PROVIDED PASSAGE

........

To go a little deeper, the only technical detail you have to learn
is the structure of the fixed-length string descriptor used to pass
character data:
struct descriptor /* VMS fixed length string */
{ /* descriptor used in FORTRAN */
unsigned short length;
unsigned char data_type, /* = 14 */
dsc_class; /* = 1 */
char *string_ptr;
};
Two VMS examples that pass an INTEGER and a CHARACTER*10 string between
FORTRAN and C follow. All inter-language complications were 'pushed' to
the C code, the FORTRAN code is not 'aware' of them.
The hardcoding of descriptor.data_type and descriptor.dsc_class values
is of course bad programming practice. The proper header file (descrip.h)
should have been included and used.
The dimensional information of the CHARACTER*10 is contained in the
descriptor, so in the argument list you have to pass only the address
of the descriptor.
A VMS example (FORTRAN calling C)

........

LISTED ENTRIES
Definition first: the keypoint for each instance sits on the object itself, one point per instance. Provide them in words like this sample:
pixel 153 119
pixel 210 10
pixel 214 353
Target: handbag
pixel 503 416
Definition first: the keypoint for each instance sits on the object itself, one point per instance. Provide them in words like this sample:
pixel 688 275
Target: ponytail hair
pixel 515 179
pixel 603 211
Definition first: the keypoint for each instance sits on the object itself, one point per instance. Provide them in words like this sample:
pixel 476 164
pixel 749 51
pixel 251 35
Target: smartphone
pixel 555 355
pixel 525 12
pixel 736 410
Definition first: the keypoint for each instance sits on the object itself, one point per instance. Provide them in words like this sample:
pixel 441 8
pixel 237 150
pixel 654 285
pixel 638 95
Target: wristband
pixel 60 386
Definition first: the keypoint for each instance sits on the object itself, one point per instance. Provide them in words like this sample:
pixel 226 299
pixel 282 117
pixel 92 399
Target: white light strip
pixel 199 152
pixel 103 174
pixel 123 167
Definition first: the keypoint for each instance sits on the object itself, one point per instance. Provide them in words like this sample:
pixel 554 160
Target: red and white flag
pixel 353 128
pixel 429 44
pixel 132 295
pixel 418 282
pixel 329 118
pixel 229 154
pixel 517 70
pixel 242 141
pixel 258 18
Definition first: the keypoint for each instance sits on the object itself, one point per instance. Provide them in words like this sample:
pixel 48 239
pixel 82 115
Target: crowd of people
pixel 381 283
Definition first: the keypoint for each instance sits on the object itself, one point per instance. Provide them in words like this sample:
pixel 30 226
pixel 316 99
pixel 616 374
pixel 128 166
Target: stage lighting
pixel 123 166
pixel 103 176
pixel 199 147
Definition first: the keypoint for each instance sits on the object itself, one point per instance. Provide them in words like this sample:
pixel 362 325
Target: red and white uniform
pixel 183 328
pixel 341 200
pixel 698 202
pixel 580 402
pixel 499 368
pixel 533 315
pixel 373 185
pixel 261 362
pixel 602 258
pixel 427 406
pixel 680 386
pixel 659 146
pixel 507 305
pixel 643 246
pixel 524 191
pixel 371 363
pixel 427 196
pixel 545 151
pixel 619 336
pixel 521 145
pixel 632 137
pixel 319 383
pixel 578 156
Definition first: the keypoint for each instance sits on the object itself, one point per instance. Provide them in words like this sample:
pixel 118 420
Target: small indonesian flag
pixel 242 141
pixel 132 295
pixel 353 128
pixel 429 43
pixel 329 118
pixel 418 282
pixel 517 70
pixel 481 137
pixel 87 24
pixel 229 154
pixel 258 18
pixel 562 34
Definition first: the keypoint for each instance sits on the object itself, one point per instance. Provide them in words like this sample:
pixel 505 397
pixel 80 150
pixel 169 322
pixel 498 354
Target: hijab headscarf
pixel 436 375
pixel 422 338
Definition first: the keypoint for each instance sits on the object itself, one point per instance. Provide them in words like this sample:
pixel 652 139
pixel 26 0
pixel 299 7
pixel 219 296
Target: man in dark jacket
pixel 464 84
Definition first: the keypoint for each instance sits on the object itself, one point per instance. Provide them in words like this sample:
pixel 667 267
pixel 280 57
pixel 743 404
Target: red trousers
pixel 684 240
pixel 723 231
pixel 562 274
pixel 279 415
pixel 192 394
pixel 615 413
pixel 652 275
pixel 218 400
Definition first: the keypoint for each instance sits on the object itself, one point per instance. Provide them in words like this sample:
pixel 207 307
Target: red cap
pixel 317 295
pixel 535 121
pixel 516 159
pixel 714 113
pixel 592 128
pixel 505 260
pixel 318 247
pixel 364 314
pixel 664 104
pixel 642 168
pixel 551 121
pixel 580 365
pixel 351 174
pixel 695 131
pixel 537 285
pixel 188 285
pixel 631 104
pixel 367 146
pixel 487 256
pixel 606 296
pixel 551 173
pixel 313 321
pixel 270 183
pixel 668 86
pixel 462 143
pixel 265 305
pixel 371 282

........

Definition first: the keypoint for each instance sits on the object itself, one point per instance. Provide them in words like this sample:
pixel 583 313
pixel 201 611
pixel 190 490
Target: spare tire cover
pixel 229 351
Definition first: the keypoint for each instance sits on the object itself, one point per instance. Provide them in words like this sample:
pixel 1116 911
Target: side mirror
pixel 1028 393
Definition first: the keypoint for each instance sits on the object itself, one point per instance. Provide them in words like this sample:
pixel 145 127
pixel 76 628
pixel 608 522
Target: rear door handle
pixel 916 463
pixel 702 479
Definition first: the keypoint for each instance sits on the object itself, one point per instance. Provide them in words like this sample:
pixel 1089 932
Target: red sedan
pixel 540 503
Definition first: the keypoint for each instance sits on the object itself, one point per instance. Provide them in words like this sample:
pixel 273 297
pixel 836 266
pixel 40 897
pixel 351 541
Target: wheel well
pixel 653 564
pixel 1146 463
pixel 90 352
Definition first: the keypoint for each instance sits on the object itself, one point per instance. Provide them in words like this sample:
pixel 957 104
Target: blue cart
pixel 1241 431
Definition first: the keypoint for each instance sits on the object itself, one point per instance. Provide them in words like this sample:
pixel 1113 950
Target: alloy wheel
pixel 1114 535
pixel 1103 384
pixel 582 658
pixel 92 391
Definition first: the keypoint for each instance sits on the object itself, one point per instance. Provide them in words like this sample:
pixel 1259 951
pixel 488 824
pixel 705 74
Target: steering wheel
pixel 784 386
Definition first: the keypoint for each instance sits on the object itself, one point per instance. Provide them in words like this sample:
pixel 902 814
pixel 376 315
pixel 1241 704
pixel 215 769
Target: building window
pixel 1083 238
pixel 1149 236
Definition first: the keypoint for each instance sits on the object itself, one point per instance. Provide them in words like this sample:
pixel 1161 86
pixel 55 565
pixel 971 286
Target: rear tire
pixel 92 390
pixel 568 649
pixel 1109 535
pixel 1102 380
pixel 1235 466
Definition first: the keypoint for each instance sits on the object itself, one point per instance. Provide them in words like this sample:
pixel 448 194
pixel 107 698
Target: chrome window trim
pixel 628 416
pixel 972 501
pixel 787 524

........

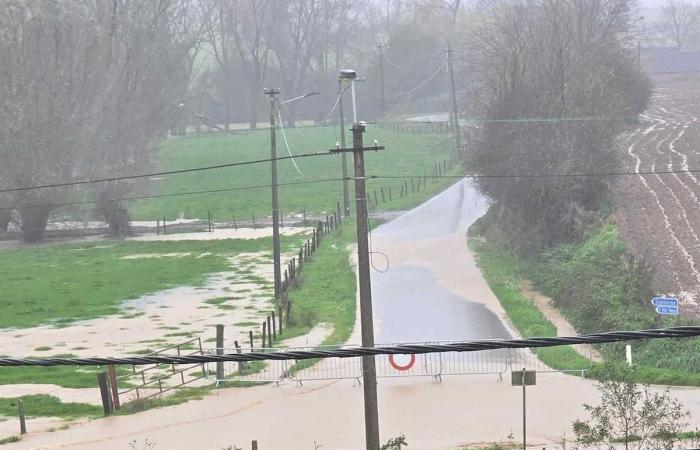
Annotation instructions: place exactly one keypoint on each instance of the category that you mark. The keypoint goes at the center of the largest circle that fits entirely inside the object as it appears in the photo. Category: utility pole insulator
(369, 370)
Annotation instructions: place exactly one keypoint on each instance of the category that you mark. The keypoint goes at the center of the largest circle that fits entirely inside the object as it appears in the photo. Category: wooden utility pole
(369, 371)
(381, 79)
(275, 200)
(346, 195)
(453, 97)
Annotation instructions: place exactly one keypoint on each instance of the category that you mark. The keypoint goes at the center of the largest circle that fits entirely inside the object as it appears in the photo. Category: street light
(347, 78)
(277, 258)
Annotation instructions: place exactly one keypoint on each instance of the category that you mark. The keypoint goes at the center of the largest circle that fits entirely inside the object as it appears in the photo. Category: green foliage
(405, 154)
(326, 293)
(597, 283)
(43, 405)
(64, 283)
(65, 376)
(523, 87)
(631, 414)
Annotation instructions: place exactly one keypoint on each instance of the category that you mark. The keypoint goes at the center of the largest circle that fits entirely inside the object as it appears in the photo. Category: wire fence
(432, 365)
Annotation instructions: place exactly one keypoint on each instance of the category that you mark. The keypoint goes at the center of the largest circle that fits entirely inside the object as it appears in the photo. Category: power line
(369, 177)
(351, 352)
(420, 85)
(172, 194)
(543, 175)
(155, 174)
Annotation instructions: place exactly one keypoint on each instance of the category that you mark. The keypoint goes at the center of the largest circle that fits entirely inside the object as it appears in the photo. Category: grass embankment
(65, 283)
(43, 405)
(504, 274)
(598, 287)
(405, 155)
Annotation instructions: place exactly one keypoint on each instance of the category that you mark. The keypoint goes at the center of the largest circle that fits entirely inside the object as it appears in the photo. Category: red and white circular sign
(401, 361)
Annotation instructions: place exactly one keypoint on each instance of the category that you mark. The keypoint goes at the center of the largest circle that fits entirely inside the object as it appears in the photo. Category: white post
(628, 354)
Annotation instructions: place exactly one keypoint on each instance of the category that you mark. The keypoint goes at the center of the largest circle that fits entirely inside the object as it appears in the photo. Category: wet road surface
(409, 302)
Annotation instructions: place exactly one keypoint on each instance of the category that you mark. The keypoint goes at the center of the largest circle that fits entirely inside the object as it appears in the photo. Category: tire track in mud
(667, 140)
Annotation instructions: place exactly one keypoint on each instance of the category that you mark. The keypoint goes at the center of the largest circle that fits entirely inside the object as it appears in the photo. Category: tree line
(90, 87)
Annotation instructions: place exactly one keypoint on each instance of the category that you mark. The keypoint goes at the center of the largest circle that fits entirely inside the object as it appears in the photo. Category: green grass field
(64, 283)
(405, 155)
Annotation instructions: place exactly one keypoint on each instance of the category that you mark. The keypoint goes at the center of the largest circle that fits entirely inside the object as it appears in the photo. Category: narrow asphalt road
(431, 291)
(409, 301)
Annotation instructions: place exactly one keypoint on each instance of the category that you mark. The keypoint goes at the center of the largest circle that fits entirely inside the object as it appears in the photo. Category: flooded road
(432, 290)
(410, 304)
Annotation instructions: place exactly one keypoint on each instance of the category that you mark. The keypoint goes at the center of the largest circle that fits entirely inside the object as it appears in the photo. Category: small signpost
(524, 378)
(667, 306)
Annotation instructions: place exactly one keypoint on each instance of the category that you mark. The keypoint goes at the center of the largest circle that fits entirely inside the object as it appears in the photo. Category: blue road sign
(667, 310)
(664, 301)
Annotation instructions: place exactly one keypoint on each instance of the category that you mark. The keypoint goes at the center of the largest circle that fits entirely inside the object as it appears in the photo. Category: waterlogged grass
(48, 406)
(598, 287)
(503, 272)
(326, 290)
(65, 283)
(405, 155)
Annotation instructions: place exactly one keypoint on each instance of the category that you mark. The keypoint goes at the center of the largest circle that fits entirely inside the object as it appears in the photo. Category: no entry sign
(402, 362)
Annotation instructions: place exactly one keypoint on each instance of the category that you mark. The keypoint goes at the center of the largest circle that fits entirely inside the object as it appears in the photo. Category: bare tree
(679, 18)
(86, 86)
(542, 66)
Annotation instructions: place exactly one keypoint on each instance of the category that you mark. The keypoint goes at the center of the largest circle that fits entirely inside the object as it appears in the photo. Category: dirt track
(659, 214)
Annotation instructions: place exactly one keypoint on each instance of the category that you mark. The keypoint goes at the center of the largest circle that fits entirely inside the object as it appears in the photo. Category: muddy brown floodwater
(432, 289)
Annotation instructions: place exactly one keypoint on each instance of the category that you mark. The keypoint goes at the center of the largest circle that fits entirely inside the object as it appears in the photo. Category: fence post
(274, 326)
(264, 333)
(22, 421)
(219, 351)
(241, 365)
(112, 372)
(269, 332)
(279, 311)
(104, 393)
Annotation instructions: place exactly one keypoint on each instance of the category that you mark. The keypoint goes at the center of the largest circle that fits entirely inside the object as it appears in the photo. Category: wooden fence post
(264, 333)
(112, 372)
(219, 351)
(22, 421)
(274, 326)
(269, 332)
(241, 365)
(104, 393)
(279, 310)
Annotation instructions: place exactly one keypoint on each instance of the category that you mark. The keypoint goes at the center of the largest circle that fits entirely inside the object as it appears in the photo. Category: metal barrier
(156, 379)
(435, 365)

........

WHAT IS EXPECTED
Reproduce the passage on the VMS string descriptor in full, word for word. The material plays no role here.

RESULT OF THE EXERCISE
To go a little deeper, the only technical detail you have to learn
is the structure of the fixed-length string descriptor used to pass
character data:
struct descriptor /* VMS fixed length string */
{ /* descriptor used in FORTRAN */
unsigned short length;
unsigned char data_type, /* = 14 */
dsc_class; /* = 1 */
char *string_ptr;
};
Two VMS examples that pass an INTEGER and a CHARACTER*10 string between
FORTRAN and C follow. All inter-language complications were 'pushed' to
the C code, the FORTRAN code is not 'aware' of them.
The hardcoding of descriptor.data_type and descriptor.dsc_class values
is of course bad programming practice. The proper header file (descrip.h)
should have been included and used.
The dimensional information of the CHARACTER*10 is contained in the
descriptor, so in the argument list you have to pass only the address
of the descriptor.
A VMS example (FORTRAN calling C)